(Extracted information begins)

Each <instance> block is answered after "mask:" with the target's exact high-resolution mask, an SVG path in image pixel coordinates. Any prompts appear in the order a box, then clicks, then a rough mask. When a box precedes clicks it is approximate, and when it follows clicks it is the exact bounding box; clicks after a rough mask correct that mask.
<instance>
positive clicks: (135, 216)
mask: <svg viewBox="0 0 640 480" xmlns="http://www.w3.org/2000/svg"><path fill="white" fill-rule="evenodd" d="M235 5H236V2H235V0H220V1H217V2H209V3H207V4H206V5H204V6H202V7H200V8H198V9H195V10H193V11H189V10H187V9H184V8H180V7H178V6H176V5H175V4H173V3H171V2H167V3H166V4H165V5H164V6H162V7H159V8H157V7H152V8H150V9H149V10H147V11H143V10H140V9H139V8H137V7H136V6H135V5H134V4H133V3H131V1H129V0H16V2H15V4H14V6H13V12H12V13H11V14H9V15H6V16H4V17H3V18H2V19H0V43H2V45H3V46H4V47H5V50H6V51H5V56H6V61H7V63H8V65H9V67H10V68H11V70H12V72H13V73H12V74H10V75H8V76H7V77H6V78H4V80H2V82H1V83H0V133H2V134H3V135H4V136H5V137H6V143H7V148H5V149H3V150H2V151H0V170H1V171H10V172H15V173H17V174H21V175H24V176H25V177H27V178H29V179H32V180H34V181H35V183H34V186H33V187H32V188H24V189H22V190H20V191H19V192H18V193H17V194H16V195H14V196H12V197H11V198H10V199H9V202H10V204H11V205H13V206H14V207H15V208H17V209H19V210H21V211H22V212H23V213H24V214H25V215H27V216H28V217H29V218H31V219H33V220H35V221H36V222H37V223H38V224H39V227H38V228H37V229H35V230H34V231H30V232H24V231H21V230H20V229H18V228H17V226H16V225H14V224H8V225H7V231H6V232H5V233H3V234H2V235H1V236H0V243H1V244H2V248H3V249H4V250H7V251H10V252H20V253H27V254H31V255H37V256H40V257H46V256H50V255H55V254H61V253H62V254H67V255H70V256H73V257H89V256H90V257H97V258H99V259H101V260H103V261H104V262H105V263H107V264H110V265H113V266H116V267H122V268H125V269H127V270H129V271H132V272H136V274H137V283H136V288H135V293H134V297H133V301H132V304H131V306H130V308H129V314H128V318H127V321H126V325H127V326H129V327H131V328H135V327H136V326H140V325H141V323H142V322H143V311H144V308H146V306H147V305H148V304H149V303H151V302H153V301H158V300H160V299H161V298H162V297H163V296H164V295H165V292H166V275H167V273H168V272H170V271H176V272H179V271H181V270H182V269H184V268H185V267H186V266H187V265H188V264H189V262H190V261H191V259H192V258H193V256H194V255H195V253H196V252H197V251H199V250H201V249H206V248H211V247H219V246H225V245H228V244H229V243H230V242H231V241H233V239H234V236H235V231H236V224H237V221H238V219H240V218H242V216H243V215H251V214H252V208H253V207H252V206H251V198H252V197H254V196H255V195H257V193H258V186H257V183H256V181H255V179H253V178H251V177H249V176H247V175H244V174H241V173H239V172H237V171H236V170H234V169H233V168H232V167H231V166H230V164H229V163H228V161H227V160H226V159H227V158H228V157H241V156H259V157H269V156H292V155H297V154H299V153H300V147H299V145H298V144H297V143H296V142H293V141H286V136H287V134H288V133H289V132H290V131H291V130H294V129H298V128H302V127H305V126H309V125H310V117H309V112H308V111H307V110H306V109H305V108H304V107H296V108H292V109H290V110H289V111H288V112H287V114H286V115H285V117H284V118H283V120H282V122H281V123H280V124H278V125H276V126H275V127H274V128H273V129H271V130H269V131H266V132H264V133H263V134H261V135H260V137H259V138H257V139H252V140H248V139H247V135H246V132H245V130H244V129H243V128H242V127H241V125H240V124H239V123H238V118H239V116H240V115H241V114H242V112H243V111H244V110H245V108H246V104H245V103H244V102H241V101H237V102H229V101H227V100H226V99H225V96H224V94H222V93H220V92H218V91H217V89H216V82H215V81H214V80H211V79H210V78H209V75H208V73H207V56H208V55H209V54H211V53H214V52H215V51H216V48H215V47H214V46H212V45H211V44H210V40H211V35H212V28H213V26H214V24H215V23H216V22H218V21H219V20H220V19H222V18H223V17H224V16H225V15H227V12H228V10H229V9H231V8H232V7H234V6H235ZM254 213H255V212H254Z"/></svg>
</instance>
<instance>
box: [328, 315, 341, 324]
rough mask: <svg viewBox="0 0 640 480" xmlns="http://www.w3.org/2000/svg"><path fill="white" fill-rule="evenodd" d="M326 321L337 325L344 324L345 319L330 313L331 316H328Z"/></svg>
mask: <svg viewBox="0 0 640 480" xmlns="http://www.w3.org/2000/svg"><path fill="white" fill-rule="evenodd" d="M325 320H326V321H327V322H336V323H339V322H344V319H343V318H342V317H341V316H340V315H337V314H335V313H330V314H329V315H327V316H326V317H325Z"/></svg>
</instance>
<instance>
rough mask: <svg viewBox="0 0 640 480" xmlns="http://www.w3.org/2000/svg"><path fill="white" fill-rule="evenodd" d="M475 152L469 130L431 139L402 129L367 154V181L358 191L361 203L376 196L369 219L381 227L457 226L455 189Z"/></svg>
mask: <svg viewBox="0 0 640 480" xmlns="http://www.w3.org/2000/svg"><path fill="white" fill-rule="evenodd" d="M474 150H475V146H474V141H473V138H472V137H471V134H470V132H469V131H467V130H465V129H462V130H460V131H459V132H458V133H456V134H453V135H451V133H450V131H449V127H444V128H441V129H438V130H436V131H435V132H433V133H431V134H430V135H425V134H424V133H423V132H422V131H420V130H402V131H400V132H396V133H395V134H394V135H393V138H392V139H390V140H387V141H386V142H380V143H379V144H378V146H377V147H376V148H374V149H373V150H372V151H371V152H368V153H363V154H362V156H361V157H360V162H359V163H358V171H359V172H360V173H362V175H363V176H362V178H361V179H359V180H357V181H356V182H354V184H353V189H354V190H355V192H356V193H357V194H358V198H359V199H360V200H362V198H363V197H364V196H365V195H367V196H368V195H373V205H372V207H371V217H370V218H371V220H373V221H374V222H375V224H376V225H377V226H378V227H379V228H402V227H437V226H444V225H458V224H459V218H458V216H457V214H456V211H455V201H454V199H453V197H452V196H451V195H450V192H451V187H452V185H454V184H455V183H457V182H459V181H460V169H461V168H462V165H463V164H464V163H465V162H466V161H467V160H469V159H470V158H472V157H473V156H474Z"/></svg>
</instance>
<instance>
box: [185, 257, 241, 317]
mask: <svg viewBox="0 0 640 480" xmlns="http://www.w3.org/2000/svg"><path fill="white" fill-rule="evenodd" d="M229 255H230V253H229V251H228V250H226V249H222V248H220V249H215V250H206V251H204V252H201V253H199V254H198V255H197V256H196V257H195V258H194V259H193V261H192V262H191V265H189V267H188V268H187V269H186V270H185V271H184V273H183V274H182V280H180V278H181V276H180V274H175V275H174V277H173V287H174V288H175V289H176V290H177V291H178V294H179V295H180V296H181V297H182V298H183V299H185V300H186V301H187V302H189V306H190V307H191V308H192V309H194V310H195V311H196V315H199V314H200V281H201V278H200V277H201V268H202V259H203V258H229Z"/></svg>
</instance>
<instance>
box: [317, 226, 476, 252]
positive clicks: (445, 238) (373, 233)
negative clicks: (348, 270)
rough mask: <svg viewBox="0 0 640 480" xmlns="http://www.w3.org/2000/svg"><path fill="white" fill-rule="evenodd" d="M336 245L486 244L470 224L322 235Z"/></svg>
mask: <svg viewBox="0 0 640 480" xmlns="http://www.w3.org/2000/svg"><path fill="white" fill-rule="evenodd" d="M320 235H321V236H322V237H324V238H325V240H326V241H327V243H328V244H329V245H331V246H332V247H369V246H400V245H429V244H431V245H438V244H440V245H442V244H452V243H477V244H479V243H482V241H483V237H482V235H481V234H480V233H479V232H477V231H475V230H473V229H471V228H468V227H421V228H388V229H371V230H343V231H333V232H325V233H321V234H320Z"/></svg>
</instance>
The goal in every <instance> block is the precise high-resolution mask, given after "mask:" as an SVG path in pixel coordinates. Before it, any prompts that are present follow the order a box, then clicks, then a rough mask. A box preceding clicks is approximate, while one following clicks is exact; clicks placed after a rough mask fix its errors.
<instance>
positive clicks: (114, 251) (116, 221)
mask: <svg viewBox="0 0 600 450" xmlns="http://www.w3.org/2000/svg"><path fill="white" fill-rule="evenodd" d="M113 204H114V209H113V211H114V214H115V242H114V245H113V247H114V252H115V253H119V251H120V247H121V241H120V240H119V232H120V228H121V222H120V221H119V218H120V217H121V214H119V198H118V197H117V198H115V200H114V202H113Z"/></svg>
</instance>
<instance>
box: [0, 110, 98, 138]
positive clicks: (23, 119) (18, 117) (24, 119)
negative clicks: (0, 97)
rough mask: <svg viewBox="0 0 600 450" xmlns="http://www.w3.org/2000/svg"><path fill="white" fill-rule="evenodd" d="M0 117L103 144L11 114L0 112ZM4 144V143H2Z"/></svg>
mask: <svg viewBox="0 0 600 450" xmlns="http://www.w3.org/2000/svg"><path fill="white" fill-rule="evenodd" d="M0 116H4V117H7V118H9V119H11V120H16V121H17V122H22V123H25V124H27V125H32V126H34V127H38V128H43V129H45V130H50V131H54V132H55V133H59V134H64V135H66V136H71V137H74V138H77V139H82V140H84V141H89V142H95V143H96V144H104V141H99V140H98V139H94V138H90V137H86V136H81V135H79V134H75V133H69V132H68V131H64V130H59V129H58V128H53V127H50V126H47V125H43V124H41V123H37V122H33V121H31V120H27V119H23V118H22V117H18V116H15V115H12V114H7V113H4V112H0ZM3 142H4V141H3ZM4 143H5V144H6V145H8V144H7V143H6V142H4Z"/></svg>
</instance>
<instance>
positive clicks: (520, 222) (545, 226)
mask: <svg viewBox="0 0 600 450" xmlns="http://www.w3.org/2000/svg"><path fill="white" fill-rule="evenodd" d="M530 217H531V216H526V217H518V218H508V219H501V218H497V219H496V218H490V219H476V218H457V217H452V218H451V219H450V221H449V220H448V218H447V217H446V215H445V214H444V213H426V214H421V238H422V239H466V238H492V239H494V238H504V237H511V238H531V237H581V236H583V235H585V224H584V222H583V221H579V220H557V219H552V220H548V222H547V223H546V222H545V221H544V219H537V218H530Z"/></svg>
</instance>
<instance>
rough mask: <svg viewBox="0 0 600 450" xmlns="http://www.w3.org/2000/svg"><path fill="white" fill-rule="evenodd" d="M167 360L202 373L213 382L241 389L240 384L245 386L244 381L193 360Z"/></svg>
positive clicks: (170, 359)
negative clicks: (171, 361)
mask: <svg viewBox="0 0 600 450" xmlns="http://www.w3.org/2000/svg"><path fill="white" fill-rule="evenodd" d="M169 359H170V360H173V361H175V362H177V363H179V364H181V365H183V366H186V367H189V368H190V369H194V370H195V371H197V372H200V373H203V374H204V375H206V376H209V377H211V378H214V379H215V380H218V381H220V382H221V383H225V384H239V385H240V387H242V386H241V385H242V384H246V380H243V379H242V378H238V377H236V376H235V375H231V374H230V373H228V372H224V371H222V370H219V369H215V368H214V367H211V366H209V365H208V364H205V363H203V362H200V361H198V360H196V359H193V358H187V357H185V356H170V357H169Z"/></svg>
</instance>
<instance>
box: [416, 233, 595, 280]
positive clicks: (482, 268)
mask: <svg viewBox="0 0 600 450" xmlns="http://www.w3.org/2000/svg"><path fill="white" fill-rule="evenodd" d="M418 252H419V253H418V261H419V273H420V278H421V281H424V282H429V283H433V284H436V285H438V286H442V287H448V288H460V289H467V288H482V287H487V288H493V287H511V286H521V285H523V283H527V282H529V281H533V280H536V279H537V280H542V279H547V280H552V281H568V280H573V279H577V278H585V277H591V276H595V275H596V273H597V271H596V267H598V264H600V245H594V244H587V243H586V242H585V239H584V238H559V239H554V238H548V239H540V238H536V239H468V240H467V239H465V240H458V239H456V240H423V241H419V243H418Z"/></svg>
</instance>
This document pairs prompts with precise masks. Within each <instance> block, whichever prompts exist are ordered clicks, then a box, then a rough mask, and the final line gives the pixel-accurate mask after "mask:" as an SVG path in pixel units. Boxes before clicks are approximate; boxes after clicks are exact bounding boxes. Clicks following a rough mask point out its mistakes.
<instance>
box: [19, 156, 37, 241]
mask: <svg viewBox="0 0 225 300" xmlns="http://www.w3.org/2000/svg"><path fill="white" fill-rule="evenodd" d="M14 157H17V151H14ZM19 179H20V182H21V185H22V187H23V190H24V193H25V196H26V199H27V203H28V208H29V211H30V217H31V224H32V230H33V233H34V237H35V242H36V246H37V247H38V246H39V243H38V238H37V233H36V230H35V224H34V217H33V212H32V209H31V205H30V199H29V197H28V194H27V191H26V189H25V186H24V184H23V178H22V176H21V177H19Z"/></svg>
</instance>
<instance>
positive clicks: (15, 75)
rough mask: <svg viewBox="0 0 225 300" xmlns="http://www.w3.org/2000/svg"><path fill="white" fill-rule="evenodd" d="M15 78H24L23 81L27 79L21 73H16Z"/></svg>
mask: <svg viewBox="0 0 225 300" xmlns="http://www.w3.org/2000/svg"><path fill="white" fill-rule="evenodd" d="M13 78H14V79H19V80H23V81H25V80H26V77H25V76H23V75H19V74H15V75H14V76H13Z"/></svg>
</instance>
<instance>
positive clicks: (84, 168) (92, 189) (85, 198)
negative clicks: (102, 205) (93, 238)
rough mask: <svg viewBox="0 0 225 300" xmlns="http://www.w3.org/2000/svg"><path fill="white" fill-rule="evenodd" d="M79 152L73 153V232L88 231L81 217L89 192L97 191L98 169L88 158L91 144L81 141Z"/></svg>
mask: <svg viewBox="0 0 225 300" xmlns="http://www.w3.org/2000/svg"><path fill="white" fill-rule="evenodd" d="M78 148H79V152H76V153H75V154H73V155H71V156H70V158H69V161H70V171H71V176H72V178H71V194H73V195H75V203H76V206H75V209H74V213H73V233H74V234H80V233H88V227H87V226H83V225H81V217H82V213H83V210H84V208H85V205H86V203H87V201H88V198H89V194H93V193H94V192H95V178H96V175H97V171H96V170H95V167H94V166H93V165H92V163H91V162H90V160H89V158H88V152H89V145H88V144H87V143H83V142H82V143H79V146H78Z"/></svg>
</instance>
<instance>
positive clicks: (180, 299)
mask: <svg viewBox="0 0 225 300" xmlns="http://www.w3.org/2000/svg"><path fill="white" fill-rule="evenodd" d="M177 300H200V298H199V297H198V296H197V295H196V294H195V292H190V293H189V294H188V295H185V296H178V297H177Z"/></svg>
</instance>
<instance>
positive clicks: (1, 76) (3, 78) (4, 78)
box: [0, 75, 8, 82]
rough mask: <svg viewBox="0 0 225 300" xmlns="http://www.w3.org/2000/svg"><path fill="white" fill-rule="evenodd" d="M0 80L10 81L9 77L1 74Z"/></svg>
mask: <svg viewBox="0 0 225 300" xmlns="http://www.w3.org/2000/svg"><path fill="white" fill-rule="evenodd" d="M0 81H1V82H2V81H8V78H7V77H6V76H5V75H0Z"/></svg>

(Extracted information ends)

| Task brief |
Put the lines from the start of the records through the line containing "positive clicks: (135, 216)" into a Markdown table with the columns Row and Line, numbering each row and leaving out blank lines.

| Task solution |
| Row | Line |
|---|---|
| 1 | Each <instance> block is answered after "mask:" with the target's exact high-resolution mask, an SVG path in image pixel coordinates. Any prompts appear in the order a box, then clicks, then a rough mask. When a box precedes clicks it is approximate, and when it follows clicks it is the exact bounding box; clicks after a rough mask correct that mask. |
| 2 | <instance> |
| 3 | positive clicks: (135, 216) |